━━━ Trecho para leitura

O gênio de Godard faz transferir para a tela uma esplêndida
discussão entre Texto e Imagem abordando conceitos e fazendo
críticas ora irônicas, ora inteligentemente sutis dispostas em três
reinos: Inferno, Purgatório e Paraíso.
REINO I – INFERNO
E
“assim, nos tempos
das fábulas, após
as inundações e
o dilúvio…”, ou seja, imediatamente após a Salvação
Divina da Barca de Noé, “homens armados surgiram
da Terra e se exterminaram”. É esse o
conceito da Divina Salvação exposta por Godard que nos incita a
repensar e ampliar as idéias ou então, negar tal possibilidade e
não mais assistir ao filme, ou assistir ao filme e com as idéias e
conceitos bem cristalizados e engessados não se dar conta da sua
interpretação daquilo que se chamou Salvação Divina. É uma das
opções que infelizmente, ocorrem com muito maior freqüência.
Uma
das primeiras imagens, que podemos classificar conforme o próprio
Godard ensina em plano e contraplano, trata de
um bando de macacos saltando pelas águas de um rio e imediatamente
após um bando de soldados armados andando pelo
leito do rio.
Assim, plano e contraplano
insere uma nova questão: a selvageria dos homens, bem como sua
insensatez em lidar com os instintos. Negando, só o que conseguem é
que eles se revoltem e surjam de maneira transviada. Se os homens e
mulheres vivessem dia-a-dia catando a unha
seu instinto, sem negá-lo, mas negociando com eles, a selvageria não
teria espaço. Para isso há de se ter coragem e honestidade para com
aquilo que deveras sente. Infelizmente, a maioria dos líderes não
possui energia psíquica suficiente para tal, além do que os líderes
preferem exercer seu poder de forma selvagem,
através de estratégias que vendem como sendo amor,
caridade, piedade, justiça, etc.
Ao
olharmos bem, poderão ver os dentes afiados e a boca arreganhada
pronta para dilacerar sua presa e saquear seus bens e tesouros
naturais por detrás da máscara .
Enquanto
surgem imagens de guerra, morte, perseguições religiosas e
enforcamentos, que vem desde o tempo das fábulas até as guerras
mais atuais que utilizam satélites e aviões, uma mulher implora a
Deus nas mãos de um soldado: “Perdoa-nos as ofensas
como nós perdoamos a quem nos tenham ofendido. Como nós
perdoamos, perdoa-nos”. Assim, o texto e a imagem se
contrapõem, significando que o instinto selvagem e o instinto
religioso se coadunam para formar o primeiro reino de Godard.

━━━━━━
━━━ Listagem de dados

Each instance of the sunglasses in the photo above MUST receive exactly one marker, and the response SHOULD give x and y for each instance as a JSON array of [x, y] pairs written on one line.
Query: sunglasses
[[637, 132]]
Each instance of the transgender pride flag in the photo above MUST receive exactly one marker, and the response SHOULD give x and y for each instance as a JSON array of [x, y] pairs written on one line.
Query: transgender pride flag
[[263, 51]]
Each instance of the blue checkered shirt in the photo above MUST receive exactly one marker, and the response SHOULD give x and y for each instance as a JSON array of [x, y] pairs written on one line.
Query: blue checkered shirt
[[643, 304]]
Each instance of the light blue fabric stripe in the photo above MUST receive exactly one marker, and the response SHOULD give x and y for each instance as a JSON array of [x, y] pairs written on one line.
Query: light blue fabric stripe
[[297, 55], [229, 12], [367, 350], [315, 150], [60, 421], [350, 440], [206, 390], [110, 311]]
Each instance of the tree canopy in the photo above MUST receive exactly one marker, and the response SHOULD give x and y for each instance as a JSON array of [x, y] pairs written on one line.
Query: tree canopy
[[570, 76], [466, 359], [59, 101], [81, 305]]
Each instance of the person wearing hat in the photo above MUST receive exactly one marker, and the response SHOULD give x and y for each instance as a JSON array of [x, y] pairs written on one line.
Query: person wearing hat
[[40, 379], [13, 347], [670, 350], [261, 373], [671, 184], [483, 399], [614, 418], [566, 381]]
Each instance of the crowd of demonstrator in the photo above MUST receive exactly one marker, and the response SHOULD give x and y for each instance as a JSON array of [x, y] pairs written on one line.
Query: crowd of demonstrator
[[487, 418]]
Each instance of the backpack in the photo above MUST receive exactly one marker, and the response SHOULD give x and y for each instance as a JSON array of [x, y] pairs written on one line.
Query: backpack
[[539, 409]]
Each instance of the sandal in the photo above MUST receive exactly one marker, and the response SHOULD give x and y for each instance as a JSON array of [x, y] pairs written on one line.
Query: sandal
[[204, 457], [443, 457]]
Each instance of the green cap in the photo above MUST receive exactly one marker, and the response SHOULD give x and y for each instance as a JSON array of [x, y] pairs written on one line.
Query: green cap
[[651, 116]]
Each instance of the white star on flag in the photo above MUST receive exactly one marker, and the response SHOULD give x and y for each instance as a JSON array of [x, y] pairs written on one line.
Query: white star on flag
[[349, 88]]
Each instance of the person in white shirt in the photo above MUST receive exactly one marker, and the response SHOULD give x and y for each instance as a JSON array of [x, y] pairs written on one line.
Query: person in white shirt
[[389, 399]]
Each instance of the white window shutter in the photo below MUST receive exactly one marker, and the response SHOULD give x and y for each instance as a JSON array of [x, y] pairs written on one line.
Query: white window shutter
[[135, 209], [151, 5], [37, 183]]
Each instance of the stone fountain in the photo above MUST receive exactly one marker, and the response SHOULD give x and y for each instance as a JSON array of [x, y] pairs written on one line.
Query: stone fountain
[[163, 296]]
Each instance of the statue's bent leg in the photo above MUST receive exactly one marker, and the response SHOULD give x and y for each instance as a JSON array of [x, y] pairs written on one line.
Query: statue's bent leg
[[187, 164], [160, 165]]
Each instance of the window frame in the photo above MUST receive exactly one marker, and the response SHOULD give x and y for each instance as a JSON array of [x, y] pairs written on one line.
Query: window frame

━━━━━━

O que se pede:
Reproduza, sem nenhuma alteração, a parte do texto sobre o filme de Godard que vai de "O gênio de Godard" a "Purgatório e Paraíso.".

Resposta:
O gênio de Godard faz transferir para a tela uma esplêndida
discussão entre Texto e Imagem abordando conceitos e fazendo
críticas ora irônicas, ora inteligentemente sutis dispostas em três
reinos: Inferno, Purgatório e Paraíso.